### Exercise requirements
Transcribe all of the records precisely as they are presented.

Stored entries
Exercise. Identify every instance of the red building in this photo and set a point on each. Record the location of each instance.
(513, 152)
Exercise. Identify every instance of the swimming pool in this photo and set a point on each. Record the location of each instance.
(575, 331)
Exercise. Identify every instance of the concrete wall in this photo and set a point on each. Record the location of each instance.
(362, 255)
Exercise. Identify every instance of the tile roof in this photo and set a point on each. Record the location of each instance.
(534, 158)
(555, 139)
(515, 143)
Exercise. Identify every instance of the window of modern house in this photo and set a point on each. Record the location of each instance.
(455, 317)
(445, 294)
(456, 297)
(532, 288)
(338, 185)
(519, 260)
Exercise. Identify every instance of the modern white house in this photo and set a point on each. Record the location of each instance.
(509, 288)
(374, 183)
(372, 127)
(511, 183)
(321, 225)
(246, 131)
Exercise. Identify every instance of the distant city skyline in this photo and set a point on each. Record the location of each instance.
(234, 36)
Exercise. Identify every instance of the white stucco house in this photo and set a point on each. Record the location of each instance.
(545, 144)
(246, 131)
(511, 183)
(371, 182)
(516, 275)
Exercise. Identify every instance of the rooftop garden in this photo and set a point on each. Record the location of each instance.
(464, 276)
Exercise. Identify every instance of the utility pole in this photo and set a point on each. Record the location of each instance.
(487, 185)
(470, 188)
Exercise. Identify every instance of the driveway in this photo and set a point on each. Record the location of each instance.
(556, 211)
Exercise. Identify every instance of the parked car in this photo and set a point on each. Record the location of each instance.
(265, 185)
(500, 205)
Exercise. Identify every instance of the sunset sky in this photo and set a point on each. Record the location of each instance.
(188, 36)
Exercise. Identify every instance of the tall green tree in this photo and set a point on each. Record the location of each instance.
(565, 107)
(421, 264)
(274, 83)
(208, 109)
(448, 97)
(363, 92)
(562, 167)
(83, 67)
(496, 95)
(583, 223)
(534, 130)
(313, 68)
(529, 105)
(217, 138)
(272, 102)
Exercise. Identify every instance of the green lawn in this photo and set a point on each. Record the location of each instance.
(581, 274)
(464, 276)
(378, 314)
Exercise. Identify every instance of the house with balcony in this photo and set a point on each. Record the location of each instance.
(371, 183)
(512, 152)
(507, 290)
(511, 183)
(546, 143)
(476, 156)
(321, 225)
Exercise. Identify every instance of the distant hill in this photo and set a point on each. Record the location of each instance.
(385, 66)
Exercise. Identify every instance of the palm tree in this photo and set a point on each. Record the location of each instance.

### Expected answer
Exercise. Identify every instance of the red building in this photo and set a point on each. Record the location of each instance.
(513, 152)
Exercise. Identify every instance of the swimming pool in this photo and set a point on each. Record the location of each instance.
(575, 331)
Exercise. Identify every instance of the concrete wall in this photo and set a point on each. Record the location of each instance.
(362, 255)
Exercise. Identify every instance of the tile roof in this photo and set a point on each. Record the location of each instance.
(534, 158)
(555, 139)
(515, 143)
Exercise. Identify every instance of the window of modern house in this photo and set a point on each. Record the location of each instance.
(455, 317)
(445, 294)
(456, 297)
(532, 288)
(338, 185)
(519, 260)
Exercise. Identify every instance of the modern white house in this photo and set a point on each. Record the location of each instance.
(509, 288)
(374, 183)
(372, 127)
(511, 183)
(321, 225)
(246, 131)
Exercise. Identify every instance of the distant city skyline in this photo and set a point on each. Record the location of each instance.
(234, 36)
Exercise. Identify every instance of the white stucco house in this photo and set a point on each. Record the location of each instance.
(545, 144)
(246, 131)
(511, 183)
(371, 182)
(516, 275)
Exercise. Identify every instance of the rooftop garden in this photo and set a point on each. Record the location of each instance.
(464, 276)
Exercise. Identify every instance of the utility pole in this photo and set a point on each. Record the location of each instance.
(487, 185)
(470, 188)
Exercise. Identify every instance of the driveway in this photo and set a point on each. Record the location of each instance.
(556, 211)
Exercise. Identify every instance of the parked car in this photo and set a point on each. Record the location of each instance.
(265, 185)
(500, 205)
Exercise. Identify every instance of the sunset sky in this photo and set a point on each. Record the location of each instance.
(188, 36)
Exercise. Identify every instance of the tall green tree in this photo and set a point on each. Record the location of each instance.
(565, 107)
(421, 264)
(274, 83)
(208, 109)
(448, 97)
(363, 92)
(562, 167)
(83, 67)
(496, 95)
(583, 223)
(534, 130)
(313, 68)
(529, 105)
(217, 138)
(272, 102)
Exercise. Identify every instance of the green lawn in this photo and set a point on each. Record the location of each instance.
(581, 274)
(464, 276)
(378, 314)
Exercise. Identify every instance of the house with balcony in this photo and set a point on each. Record the location of each instance.
(371, 183)
(512, 152)
(507, 290)
(511, 183)
(546, 143)
(476, 156)
(321, 225)
Exercise. Identify every instance of the distant hill in this photo and set a point on each. Record the location of each instance.
(385, 66)
Exercise. Identify every instance of the palm tree in this photo and set a point on each. Record the location of each instance.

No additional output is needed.